В конце концов я все-таки заснул под их разговор и проснулся в восемь утра. Мы шли в открытом море курсом на Новороссийск.

У меня болела вся левая часть головы, рука и но­га. Улегшись на эту левую сторону, чтобы меньше чувствовать боль, я стал читать "Войну и мир"; кни­га, на мое счастье, оказалась в судовой библио­теке.

Потом днем я довольно долго говорил с не­сколькими моряками нашего лесовоза. Не берусь судить с точки зрения военно-морской стратегии, но из этого разговора, так же, как и из некоторых лич­ных впечатлений, я вынес ощущение, что мы на Чер­ном море поначалу недостаточно берегли свой тор­говый флот, недостаточно прикрывали своим воен­ным флотом торговые суда и, поставив на них по две-три пушки, порой пускали их на произвол судь­бы в опасные рейсы. Так получилось, в частности, и в Феодосии, где после великолепной высадки десан­та, потом при подброске подкреплений и боеприпа­сов многие пароходы шли вразброд, без конвоя, и немцы потопили четыре или пять из них.

■ **ЗАДАНИЕ 1**:
Перепишите из текста для чтения фрагмент без единого изменения, начиная с «У меня болела» и продолжая до «пять из них.» включительно.
■ **ЗАДАНИЕ 2**:
Кратко перескажите абзац текста для чтения, начинающийся словами «Потом днем я довольно долго говорил», сохранив его основные факты.
■ **ЗАДАНИЕ 3**:
Переведите на английский язык предложение из текста для чтения: «Мы шли в открытом море курсом на Новороссийск».

■ **ИСХОДНЫЕ ДАННЫЕ**:
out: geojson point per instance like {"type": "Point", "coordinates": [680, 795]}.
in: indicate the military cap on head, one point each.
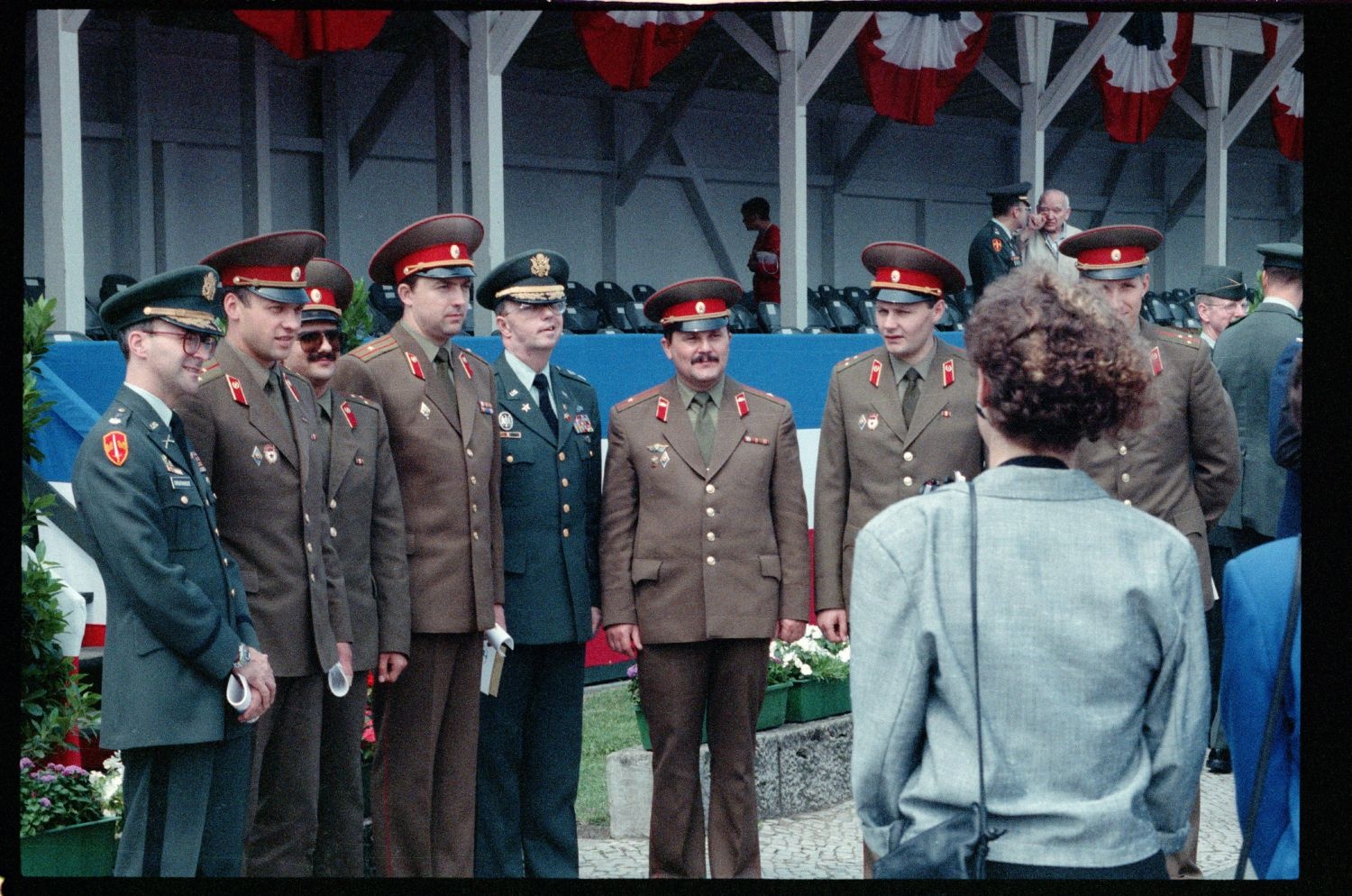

■ **ОЖИДАЕМЫЙ ОТВЕТ 1**:
У меня болела вся левая часть головы, рука и но­га. Улегшись на эту левую сторону, чтобы меньше чувствовать боль, я стал читать "Войну и мир"; кни­га, на мое счастье, оказалась в судовой библио­теке.

Потом днем я довольно долго говорил с не­сколькими моряками нашего лесовоза. Не берусь судить с точки зрения военно-морской стратегии, но из этого разговора, так же, как и из некоторых лич­ных впечатлений, я вынес ощущение, что мы на Чер­ном море поначалу недостаточно берегли свой тор­говый флот, недостаточно прикрывали своим воен­ным флотом торговые суда и, поставив на них по две-три пушки, порой пускали их на произвол судь­бы в опасные рейсы. Так получилось, в частности, и в Феодосии, где после великолепной высадки десан­та, потом при подброске подкреплений и боеприпа­сов многие пароходы шли вразброд, без конвоя, и немцы потопили четыре или пять из них.

■ **ОЖИДАЕМЫЙ ОТВЕТ 2**:
Днем рассказчик долго беседовал с моряками лесовоза. Из этого разговора и собственных впечатлений у него сложилось ощущение, что поначалу на Черном море торговый флот берегли недостаточно. Военные корабли плохо прикрывали торговые суда. На них ставили по две-три пушки и порой бросали на произвол судьбы в опасных рейсах. Так случилось в Феодосии: после высадки десанта пароходы с подкреплениями и боеприпасами шли вразброд и без конвоя, и немцы потопили четыре или пять из них.

■ **ОЖИДАЕМЫЙ ОТВЕТ 3**:
We were sailing on the open sea, heading for Novorossiysk.